PROBLEM STATEMENT | Write each entry out again exactly as it was given.

***** MATERIAL FOR THIS EXERCISE

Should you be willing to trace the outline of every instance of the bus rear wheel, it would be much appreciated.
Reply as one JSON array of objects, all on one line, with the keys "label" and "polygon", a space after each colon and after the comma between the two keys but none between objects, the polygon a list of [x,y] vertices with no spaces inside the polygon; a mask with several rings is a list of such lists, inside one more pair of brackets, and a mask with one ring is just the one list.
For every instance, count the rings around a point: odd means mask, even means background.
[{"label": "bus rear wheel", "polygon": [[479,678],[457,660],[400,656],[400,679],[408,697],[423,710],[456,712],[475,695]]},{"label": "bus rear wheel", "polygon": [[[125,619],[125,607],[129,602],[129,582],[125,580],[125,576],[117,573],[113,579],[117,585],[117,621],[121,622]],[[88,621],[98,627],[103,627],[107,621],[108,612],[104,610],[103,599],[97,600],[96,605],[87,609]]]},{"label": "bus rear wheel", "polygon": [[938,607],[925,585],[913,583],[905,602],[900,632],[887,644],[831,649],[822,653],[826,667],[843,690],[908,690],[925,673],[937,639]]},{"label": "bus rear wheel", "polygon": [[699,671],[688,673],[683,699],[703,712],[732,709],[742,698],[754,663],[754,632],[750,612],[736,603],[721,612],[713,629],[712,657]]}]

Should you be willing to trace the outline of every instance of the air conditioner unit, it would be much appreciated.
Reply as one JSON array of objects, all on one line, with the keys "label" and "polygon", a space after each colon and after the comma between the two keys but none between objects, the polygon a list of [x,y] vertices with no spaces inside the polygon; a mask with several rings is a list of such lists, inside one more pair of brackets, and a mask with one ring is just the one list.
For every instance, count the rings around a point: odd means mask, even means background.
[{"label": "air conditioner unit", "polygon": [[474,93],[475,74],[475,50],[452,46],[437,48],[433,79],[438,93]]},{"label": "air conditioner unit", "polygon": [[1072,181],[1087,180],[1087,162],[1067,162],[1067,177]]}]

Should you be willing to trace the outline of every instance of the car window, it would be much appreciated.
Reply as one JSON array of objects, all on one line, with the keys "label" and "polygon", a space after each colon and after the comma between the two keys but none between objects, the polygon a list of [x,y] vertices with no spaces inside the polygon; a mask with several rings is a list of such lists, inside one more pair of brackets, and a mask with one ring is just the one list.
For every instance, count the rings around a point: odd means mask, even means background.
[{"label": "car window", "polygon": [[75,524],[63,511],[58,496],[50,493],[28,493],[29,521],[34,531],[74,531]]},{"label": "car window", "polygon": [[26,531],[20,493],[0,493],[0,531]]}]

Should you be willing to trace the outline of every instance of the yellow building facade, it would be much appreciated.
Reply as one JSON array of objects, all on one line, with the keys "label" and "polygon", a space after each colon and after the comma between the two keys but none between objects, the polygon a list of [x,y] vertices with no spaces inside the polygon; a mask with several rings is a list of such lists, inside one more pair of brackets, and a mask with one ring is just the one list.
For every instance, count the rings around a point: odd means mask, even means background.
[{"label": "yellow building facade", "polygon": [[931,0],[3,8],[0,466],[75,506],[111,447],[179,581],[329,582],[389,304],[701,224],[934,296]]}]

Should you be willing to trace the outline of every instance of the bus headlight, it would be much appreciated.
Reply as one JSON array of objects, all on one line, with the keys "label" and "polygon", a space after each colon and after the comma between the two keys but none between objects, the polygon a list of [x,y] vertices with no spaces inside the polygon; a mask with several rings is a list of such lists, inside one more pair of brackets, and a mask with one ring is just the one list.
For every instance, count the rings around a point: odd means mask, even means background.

**********

EXERCISE ANSWER |
Should you be willing to trace the outline of every instance of the bus rear wheel, it would be much appreciated.
Reply as one JSON array of objects, all on one line, with the keys "label" and "polygon", a space after each colon and after the comma between the two keys but none between objects, the polygon a list of [x,y] vertices with no spaces inside the polygon; a mask with several rings is a list of such lists, inside one more pair of brackets, and a mask with one ring is just the one list.
For every instance, count the rings around a point: odd means mask, even means background.
[{"label": "bus rear wheel", "polygon": [[479,678],[457,660],[400,656],[400,679],[408,697],[423,710],[456,712],[475,695]]},{"label": "bus rear wheel", "polygon": [[[125,619],[125,607],[129,602],[129,582],[125,580],[125,576],[117,573],[113,579],[117,585],[117,621],[121,622]],[[88,621],[98,627],[103,627],[107,621],[108,612],[104,610],[103,599],[97,600],[96,605],[87,609]]]},{"label": "bus rear wheel", "polygon": [[938,607],[925,585],[913,583],[905,602],[900,632],[887,644],[831,649],[822,653],[826,667],[843,690],[908,690],[925,673],[937,639]]},{"label": "bus rear wheel", "polygon": [[699,671],[688,673],[683,699],[703,712],[732,709],[742,698],[754,663],[754,632],[750,612],[736,603],[721,612],[713,629],[712,657]]}]

Should you be willing to trace the outline of every instance of the air conditioner unit, it would be much appreciated.
Reply as one JSON array of objects, all on one line, with the keys "label" and "polygon", a space after each colon and after the comma between the two keys but none between objects, the polygon a list of [x,y] vertices with no spaces inside the polygon; a mask with several rings is a list of such lists, inside one more pair of brackets, and a mask with one ring is just the one list.
For every instance, count the rings around a point: odd means mask, even means background.
[{"label": "air conditioner unit", "polygon": [[474,93],[475,74],[475,50],[452,46],[437,48],[433,79],[438,93]]},{"label": "air conditioner unit", "polygon": [[1072,181],[1087,180],[1087,162],[1067,162],[1067,177]]}]

Should you be willing to trace the outline of every instance of the car window, it would be much appreciated.
Reply as one JSON array of objects, all on one line, with the keys "label" and "polygon", a space after each colon and after the comma between the two keys but none between objects, the polygon a list of [x,y] vertices with no spaces inside the polygon; a mask with several rings is a list of such lists, inside one more pair of brackets, and a mask with one ring is just the one list.
For every instance, count the rings around a point: odd means mask, even means background.
[{"label": "car window", "polygon": [[75,524],[63,511],[58,496],[50,493],[28,493],[29,521],[34,531],[74,531]]},{"label": "car window", "polygon": [[26,531],[20,493],[0,493],[0,531]]}]

Should you be willing to trace the outline of every instance of the yellow building facade, it would be much appreciated.
Reply as one JSON array of objects, all on one line, with the keys "label" and "polygon", a space after each colon and after the comma between the two keys but none between objects, the polygon a list of [x,y] vertices with no spaces inside the polygon; a mask with several rings is a list of such lists, inside one more pair of brackets, and a mask with one ring is just the one list.
For every instance, count the rings around a point: odd means mask, even means background.
[{"label": "yellow building facade", "polygon": [[931,0],[3,8],[0,466],[75,506],[111,447],[179,581],[329,582],[389,304],[701,224],[934,296]]}]

Should you be willing to trace the outline of every instance of the bus headlight, it would be much appreciated.
Reply as one JSON array of objects, all on one line, with the keys "label" and "polygon", a space after each colon and after the comma between the two keys but none between objects, the polygon a list of [x,y] vertices with no spaces inside the polygon; a mask with several rings is a list of such lists, inside one more pair of brackets, and a mask with one ring is just the one list.
For every instance, count the rings around a point: odd means mask, even means background.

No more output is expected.